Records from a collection
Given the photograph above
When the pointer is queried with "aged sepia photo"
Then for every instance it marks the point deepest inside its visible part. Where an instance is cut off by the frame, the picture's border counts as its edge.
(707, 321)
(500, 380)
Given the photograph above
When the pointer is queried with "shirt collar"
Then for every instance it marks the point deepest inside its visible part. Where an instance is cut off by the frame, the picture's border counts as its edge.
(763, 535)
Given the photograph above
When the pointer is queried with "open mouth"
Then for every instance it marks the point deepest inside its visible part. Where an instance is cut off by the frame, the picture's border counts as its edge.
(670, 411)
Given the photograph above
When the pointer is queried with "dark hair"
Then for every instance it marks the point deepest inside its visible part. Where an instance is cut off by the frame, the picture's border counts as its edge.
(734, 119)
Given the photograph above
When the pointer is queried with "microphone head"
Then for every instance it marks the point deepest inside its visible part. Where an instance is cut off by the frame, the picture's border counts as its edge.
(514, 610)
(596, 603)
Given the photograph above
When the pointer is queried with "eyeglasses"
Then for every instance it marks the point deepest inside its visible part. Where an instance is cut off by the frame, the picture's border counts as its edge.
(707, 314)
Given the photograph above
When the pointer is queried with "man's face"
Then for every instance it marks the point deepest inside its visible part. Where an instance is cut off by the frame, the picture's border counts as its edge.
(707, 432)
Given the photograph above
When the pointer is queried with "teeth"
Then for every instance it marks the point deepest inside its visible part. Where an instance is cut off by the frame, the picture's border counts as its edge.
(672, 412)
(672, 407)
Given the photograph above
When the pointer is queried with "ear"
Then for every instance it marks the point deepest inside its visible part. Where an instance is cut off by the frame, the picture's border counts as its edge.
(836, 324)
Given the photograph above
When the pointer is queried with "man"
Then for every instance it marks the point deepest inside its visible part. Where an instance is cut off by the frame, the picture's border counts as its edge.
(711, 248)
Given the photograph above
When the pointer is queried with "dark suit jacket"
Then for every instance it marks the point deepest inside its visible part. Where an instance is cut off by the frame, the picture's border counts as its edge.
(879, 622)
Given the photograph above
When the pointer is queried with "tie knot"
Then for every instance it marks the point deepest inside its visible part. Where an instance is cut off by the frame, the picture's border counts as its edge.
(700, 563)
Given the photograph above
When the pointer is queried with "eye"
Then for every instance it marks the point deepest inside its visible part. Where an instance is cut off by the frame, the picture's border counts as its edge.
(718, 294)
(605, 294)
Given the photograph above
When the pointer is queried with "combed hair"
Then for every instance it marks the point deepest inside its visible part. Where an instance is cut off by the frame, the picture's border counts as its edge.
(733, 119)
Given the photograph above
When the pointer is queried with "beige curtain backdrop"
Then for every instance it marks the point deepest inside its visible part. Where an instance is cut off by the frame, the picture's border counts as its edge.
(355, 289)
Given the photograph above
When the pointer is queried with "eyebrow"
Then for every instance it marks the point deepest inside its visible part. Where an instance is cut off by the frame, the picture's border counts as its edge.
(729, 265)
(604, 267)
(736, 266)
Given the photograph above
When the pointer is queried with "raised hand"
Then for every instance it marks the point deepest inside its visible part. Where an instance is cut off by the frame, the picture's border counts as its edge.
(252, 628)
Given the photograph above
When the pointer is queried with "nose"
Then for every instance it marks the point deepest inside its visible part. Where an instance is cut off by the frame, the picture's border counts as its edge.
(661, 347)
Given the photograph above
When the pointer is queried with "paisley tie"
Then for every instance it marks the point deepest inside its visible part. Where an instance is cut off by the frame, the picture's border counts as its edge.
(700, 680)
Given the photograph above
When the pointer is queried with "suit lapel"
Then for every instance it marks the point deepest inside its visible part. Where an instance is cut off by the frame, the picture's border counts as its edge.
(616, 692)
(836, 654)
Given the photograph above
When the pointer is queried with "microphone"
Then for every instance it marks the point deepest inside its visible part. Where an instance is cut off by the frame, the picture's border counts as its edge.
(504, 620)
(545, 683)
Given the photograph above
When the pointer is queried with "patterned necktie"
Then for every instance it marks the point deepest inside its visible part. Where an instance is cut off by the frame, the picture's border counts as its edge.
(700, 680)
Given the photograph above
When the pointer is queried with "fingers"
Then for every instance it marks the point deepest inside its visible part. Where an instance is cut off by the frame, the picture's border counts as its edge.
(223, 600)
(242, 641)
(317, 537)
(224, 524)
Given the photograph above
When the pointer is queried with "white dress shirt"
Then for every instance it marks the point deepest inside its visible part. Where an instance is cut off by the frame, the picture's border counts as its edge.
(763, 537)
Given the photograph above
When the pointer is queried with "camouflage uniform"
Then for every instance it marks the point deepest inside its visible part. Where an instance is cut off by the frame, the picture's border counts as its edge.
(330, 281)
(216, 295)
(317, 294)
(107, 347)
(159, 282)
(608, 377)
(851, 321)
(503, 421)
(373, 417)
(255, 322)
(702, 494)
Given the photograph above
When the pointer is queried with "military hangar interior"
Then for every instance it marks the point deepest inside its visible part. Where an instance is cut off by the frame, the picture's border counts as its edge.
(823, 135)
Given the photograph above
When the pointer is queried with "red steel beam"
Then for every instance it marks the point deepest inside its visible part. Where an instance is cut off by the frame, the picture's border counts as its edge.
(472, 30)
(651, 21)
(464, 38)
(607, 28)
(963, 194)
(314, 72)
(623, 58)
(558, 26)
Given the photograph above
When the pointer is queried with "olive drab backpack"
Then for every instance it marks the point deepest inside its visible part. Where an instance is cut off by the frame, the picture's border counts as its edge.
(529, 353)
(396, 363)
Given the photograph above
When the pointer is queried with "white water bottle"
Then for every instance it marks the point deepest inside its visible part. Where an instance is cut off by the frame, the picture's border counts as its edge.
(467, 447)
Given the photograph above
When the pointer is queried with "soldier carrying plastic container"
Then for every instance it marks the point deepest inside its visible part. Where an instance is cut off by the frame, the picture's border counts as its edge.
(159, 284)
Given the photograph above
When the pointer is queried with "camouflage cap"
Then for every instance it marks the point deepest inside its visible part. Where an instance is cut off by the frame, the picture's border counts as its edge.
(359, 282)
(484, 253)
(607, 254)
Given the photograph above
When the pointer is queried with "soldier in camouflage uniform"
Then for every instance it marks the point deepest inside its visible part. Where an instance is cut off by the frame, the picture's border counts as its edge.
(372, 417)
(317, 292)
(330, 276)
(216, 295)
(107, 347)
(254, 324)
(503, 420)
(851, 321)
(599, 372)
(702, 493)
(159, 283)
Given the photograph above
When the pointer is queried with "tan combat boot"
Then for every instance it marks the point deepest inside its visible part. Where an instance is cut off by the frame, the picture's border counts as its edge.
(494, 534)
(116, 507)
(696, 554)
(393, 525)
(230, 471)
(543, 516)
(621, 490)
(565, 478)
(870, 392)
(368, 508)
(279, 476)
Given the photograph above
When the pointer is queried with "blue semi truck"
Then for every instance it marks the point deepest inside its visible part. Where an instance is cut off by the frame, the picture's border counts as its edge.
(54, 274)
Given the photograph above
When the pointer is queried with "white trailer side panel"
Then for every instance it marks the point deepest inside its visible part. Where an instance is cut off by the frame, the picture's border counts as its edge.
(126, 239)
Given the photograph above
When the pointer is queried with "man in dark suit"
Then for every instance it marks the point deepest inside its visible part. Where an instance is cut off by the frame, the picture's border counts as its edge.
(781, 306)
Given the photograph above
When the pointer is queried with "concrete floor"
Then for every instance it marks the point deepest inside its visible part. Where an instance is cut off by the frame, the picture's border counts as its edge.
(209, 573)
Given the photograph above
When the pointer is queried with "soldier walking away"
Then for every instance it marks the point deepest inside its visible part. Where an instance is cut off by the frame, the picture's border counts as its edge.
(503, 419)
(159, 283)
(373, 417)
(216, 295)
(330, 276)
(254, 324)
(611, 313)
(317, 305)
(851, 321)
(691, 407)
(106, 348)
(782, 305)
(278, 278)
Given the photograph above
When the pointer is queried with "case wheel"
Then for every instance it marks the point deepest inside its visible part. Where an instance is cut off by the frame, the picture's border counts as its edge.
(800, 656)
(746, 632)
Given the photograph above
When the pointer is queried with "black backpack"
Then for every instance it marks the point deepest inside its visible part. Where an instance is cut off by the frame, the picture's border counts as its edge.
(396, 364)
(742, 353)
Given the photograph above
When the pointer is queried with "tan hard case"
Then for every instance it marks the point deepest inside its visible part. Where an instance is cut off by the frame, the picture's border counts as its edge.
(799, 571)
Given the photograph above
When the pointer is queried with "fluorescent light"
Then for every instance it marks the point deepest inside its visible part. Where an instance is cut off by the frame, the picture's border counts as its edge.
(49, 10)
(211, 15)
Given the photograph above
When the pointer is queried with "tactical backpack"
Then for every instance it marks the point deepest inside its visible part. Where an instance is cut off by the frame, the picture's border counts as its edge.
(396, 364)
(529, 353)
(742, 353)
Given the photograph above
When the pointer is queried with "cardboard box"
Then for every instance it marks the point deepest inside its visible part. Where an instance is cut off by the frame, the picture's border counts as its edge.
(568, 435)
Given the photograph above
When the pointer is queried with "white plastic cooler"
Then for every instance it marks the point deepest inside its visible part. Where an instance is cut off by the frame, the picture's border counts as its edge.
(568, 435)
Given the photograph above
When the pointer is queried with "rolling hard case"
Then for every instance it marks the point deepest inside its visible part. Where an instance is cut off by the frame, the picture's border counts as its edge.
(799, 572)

Instruction: Extract each line in the records that contains the string "white" and copy those lines in full.

Result for this task:
When the pointer is queried with "white dress shirt"
When the pointer is queried with "white water bottle"
When the pointer is queried with "white trailer side panel"
When the pointer is queried with "white plastic cooler"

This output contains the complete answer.